**Work item**
Without changing a single character, copy every record below.

Natural language region descriptions:
'''
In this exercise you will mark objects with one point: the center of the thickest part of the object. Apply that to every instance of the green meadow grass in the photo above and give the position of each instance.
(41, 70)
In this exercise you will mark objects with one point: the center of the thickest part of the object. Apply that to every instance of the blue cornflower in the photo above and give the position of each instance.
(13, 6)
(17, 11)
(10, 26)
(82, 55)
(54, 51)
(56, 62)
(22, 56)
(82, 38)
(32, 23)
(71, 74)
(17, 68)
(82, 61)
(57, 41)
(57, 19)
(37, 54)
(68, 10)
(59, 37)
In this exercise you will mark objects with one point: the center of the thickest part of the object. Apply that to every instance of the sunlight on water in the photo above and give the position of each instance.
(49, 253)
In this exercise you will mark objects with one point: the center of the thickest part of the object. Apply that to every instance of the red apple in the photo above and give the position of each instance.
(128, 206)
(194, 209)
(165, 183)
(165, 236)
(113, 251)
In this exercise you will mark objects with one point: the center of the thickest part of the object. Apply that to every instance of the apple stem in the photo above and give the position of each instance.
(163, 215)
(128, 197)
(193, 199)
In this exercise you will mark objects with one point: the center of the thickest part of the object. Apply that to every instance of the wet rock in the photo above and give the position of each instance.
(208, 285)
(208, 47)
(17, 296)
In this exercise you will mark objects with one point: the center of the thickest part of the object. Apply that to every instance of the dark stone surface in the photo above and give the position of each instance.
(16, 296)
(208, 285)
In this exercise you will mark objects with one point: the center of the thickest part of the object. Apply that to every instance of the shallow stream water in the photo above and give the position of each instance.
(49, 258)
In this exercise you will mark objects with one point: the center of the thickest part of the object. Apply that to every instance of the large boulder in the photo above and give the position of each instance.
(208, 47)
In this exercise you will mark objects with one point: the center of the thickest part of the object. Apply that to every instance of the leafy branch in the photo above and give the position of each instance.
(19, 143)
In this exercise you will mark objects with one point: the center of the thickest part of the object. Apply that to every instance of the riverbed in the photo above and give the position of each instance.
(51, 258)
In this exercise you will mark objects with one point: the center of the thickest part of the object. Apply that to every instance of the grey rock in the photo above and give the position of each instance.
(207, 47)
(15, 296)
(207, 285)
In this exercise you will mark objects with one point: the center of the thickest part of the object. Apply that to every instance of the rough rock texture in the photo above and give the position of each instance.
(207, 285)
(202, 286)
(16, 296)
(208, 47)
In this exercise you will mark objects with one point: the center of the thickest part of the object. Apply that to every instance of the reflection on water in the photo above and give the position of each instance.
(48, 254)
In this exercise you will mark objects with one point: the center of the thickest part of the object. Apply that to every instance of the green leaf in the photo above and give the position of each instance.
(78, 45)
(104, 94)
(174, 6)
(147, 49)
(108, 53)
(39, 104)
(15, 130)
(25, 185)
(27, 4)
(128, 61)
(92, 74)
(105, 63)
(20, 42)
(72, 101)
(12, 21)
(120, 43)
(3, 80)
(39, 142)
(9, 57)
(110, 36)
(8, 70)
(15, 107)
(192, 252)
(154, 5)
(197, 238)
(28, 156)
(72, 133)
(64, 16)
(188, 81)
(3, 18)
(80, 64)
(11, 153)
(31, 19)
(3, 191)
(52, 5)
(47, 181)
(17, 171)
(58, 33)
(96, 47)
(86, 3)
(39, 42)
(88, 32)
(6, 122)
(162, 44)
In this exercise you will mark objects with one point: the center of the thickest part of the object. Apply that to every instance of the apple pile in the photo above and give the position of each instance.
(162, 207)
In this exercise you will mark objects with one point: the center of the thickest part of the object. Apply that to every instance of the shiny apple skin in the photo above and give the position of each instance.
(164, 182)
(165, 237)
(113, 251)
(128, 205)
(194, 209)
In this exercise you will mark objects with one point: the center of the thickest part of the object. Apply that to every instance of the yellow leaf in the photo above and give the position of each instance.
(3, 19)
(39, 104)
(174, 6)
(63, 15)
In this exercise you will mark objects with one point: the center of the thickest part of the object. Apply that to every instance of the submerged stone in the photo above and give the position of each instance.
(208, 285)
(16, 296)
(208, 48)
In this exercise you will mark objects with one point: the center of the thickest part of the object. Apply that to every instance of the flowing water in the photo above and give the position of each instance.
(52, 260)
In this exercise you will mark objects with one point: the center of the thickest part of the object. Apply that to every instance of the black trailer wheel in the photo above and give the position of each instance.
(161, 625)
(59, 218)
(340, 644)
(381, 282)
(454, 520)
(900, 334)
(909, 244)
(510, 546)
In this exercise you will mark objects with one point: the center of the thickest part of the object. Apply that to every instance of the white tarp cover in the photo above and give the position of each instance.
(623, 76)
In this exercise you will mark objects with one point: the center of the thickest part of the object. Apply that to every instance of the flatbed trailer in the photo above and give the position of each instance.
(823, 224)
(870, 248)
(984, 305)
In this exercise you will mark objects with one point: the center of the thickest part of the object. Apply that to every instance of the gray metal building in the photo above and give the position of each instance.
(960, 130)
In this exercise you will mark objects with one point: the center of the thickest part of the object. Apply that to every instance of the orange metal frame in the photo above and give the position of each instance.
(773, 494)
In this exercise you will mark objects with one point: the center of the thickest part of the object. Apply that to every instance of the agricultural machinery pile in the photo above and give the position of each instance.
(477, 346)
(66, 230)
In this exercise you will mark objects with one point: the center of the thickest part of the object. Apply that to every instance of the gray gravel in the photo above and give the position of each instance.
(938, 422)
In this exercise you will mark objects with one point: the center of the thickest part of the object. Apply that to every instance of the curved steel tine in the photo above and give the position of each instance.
'''
**Solution to the exercise**
In this exercise you will mark objects with one point: the center of the thickest part of the object. Apply that to every instance of the green meadow grass in the photo above and give the position of each instance.
(41, 70)
In this exercise you will mark objects with one point: the center of the thickest part of the object. Apply that to every instance of the blue cornflower in the photo above and give the position of each instance.
(13, 6)
(17, 11)
(10, 26)
(82, 55)
(54, 51)
(56, 62)
(22, 56)
(82, 38)
(32, 23)
(71, 74)
(17, 68)
(82, 61)
(57, 41)
(57, 19)
(37, 54)
(68, 10)
(59, 37)
In this exercise you will mark objects with one point: the center of the thickest part of the object. Apply that to every instance of the sunlight on water in the photo above and give the position of each instance.
(49, 253)
In this exercise you will mark objects with one point: the center of the thickest part of the object. Apply that to every instance of the red apple in the photo above and give the position of each instance.
(128, 206)
(194, 209)
(165, 183)
(165, 236)
(113, 251)
In this exercise you will mark objects with one point: the center of the thickest part of the object. Apply that to every instance of the apple stem in the photo above and give the position of each instance.
(163, 215)
(128, 197)
(193, 199)
In this exercise you will mark objects with one point: the center of the thickest part of the object. Apply that to every instance of the wet rock in the photo above and give the position of each instance.
(208, 285)
(208, 47)
(17, 296)
In this exercise you will mark objects with one point: the center of the thickest part of the object. Apply that to every instance of the dark stone surface in the photo above and give the position of each instance.
(16, 296)
(208, 285)
In this exercise you will mark objects with one point: the center of the thickest part of the object. Apply that to every instance of the shallow stream water in the photo above and give the position of each instance.
(49, 258)
In this exercise you will mark objects with one point: the center of the thickest part of the object. Apply that to every instance of the large boulder in the photo above and give the position of each instance.
(208, 47)
In this exercise you will mark objects with one point: the center of the thickest part of the object. Apply that to every instance of the leafy branch in the photo above and give the position of each instance.
(19, 143)
In this exercise you will mark objects with one point: the center of the thickest part of the object. Apply that to every instance of the riverbed in the photo above and give the position of each instance.
(51, 258)
In this exercise you will mark objects with one point: the center of the thickest part of the object. Apply that to every instance of the grey rock in the photo above and give the position of each instance.
(207, 47)
(15, 296)
(207, 285)
In this exercise you will mark objects with one point: the center of the thickest part of the object. Apply that to every instance of the rough rock texture in the photo above and give the position of each instance.
(207, 285)
(202, 286)
(16, 296)
(208, 47)
In this exercise you will mark objects with one point: the center of the thickest part of the object. Apply that to every instance of the reflection on water in the photo above and give the position of each instance.
(48, 254)
In this exercise you will mark objects with one point: the center of the thickest part of the object. Apply that to every instance of the green leaf in the photo above and give the position of each instance.
(78, 45)
(104, 94)
(174, 6)
(147, 49)
(108, 53)
(39, 104)
(15, 130)
(25, 185)
(27, 4)
(128, 61)
(92, 74)
(105, 63)
(20, 42)
(72, 101)
(12, 21)
(120, 43)
(3, 80)
(39, 142)
(9, 57)
(110, 36)
(8, 70)
(15, 107)
(192, 252)
(154, 5)
(197, 238)
(28, 156)
(72, 133)
(64, 16)
(188, 81)
(3, 18)
(80, 64)
(11, 153)
(31, 19)
(3, 191)
(52, 5)
(47, 181)
(17, 171)
(58, 33)
(96, 47)
(86, 3)
(39, 42)
(88, 32)
(6, 122)
(162, 44)
In this exercise you will mark objects with one point: the center of the thickest part of the object. Apply that to every instance of the apple pile in the photo above and give the position of each instance.
(162, 207)
In this exercise you will mark objects with one point: the center of the thickest part of the object. Apply that to every instance of the shiny apple skin in the photo above and give the position of each instance.
(164, 182)
(165, 237)
(113, 251)
(128, 205)
(194, 209)
In this exercise you will mark objects with one point: the center of the thickest part of the object. Apply that to every instance of the yellow leaf in the photo above and give the position of each instance.
(3, 19)
(39, 104)
(174, 6)
(63, 15)
In this exercise you will mark objects with one point: the center of the thickest part of the object. Apply that to every instance of the submerged stone in the photo above and give the position of each instance.
(208, 285)
(16, 296)
(208, 48)
In this exercise you will mark objects with one point: the center of the thickest part of the object. Apply that to every instance of the flowing water in the photo above and give the position of each instance.
(52, 260)
In this exercise you will mark objects with one point: the center of the thickest part of the object. Apply that to every instance of the black trailer wheel in the photo above and give the position of each instance.
(161, 625)
(59, 218)
(340, 644)
(381, 282)
(454, 520)
(900, 334)
(909, 244)
(510, 546)
In this exercise you will mark objects with one point: the center of the thickest part of the object. Apply that to every instance of the white tarp cover in the photo above and give the position of each instance.
(623, 76)
In this exercise you will mark objects with one point: the center of the thickest part of the object. Apply that to every instance of the flatbed trailer in the photo above and give the position of each instance.
(823, 224)
(870, 248)
(984, 305)
In this exercise you will mark objects with one point: the center of the thickest part of the object. Apply that to every instance of the gray metal building in the photo above and give the position of each instance.
(960, 130)
In this exercise you will mark objects with one point: the center of the thickest part of the object. Apply that to every instance of the orange metal frame in the photo above and give the position of each instance.
(773, 494)
In this exercise you will mark objects with one point: the center of the thickest part of the object. Apply that to every instance of the agricultural machinery pile in the photo above and give the position of each instance.
(477, 346)
(66, 230)
In this exercise you will mark objects with one point: the center of the thickest part of the object. Apply that to every instance of the gray gravel in the photo above and give the position of each instance.
(938, 422)
In this exercise you will mark objects with one point: the center of the thickest part of the object. Apply that to every instance of the curved steel tine in the photo above and give the position of each instance.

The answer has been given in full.